- Linhas apresentadas
■ ■ ■ ■ ■ ■ ■

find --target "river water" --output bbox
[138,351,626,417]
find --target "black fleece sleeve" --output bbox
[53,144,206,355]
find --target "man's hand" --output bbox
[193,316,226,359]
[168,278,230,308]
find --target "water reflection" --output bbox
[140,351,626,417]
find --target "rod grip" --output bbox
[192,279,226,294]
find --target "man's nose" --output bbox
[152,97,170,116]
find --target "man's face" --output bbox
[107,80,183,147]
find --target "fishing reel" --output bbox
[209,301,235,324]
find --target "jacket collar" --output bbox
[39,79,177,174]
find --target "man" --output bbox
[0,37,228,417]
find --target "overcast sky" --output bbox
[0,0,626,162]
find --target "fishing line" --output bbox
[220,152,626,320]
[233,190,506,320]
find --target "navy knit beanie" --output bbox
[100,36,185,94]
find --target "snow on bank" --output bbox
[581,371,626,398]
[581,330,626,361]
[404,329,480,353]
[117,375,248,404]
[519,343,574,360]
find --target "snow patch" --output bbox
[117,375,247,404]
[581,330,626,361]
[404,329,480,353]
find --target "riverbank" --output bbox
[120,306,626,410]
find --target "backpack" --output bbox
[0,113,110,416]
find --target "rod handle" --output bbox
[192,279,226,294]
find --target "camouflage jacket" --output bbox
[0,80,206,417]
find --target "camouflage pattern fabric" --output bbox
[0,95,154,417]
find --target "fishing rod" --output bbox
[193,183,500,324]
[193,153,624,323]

■ ■ ■ ■ ■ ■ ■

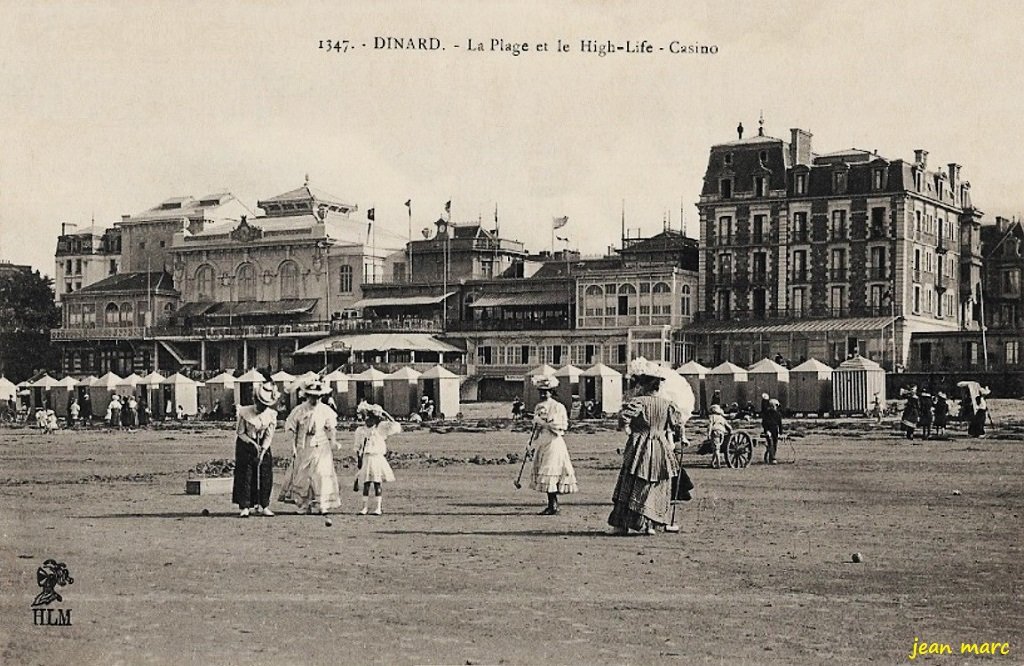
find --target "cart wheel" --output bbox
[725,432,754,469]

■ ■ ■ ■ ■ ■ ■

- Tarefa
Determine quantas das linhas acima contêm a palavra "water". Responda apenas com o número.

- Resposta
2